==== DATA TO PROCESS

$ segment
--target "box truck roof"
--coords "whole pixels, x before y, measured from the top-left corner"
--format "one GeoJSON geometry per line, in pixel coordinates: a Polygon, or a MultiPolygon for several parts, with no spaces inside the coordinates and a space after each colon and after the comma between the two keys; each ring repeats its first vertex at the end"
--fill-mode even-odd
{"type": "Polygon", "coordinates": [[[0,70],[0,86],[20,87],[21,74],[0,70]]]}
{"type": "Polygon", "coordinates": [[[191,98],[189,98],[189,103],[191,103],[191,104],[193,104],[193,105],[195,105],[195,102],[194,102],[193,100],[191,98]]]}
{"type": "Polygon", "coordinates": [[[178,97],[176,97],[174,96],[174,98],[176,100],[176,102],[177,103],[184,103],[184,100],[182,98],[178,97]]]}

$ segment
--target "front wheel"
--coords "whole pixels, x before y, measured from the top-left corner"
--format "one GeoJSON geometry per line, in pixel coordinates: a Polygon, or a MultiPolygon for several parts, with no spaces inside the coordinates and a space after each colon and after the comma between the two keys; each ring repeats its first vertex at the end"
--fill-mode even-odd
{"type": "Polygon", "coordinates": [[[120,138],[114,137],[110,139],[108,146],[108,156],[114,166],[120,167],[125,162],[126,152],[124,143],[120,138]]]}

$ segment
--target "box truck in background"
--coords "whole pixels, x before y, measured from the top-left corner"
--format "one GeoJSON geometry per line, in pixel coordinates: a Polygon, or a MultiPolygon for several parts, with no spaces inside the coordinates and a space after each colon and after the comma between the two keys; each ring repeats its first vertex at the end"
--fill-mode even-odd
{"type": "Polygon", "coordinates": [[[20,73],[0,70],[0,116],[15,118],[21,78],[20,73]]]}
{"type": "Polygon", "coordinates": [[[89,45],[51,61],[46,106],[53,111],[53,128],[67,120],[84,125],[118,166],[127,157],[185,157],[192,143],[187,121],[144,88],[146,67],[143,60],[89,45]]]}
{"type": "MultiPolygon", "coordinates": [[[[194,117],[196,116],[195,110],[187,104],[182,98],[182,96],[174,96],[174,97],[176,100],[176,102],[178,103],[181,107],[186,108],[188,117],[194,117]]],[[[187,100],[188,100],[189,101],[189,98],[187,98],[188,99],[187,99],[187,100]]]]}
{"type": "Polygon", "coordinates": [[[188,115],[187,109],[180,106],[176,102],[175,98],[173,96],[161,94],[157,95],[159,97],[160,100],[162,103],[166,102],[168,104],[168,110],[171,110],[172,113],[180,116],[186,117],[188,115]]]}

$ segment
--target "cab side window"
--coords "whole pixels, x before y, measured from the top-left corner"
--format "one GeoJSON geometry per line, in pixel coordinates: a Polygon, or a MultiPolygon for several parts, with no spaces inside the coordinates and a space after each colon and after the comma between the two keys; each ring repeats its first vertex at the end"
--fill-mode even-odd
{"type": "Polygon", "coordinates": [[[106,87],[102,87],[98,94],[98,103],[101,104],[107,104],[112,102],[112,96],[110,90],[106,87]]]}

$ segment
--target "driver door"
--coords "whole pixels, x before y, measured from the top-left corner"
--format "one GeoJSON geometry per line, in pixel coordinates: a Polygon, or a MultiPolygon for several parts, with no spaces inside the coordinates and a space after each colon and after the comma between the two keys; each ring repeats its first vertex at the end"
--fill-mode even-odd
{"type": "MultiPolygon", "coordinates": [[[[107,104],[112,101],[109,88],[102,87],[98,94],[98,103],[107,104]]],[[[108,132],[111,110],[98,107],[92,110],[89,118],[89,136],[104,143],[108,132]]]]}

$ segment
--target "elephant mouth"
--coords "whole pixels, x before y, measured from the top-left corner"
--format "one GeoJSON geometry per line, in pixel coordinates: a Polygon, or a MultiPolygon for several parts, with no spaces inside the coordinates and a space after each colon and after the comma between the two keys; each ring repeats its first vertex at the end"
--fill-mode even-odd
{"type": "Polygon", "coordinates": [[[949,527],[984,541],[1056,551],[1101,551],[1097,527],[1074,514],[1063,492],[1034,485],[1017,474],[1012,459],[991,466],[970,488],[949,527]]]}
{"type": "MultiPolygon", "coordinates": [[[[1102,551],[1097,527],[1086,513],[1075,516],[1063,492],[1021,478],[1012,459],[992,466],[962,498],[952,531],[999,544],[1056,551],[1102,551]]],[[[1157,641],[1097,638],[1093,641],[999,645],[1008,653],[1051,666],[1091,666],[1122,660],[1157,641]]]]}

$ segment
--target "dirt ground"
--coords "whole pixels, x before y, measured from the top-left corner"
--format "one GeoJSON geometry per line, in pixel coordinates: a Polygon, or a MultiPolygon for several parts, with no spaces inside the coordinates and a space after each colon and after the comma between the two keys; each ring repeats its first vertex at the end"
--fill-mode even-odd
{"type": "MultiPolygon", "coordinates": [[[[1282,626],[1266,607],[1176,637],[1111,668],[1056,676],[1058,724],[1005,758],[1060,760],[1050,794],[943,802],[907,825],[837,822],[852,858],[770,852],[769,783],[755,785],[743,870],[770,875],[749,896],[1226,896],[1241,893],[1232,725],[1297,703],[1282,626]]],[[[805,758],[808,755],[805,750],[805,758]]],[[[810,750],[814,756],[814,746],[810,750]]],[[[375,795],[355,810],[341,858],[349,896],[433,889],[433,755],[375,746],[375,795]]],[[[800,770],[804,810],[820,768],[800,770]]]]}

========

EXERCISE INSTRUCTIONS: Select every line of the data above that contains the string "target", and copy each one unchanged.

COMPLETED EXERCISE:
--target "box truck roof"
--target "front wheel"
--target "box truck in background"
--target "cab side window"
--target "driver door"
--target "elephant mouth"
--target "dirt ground"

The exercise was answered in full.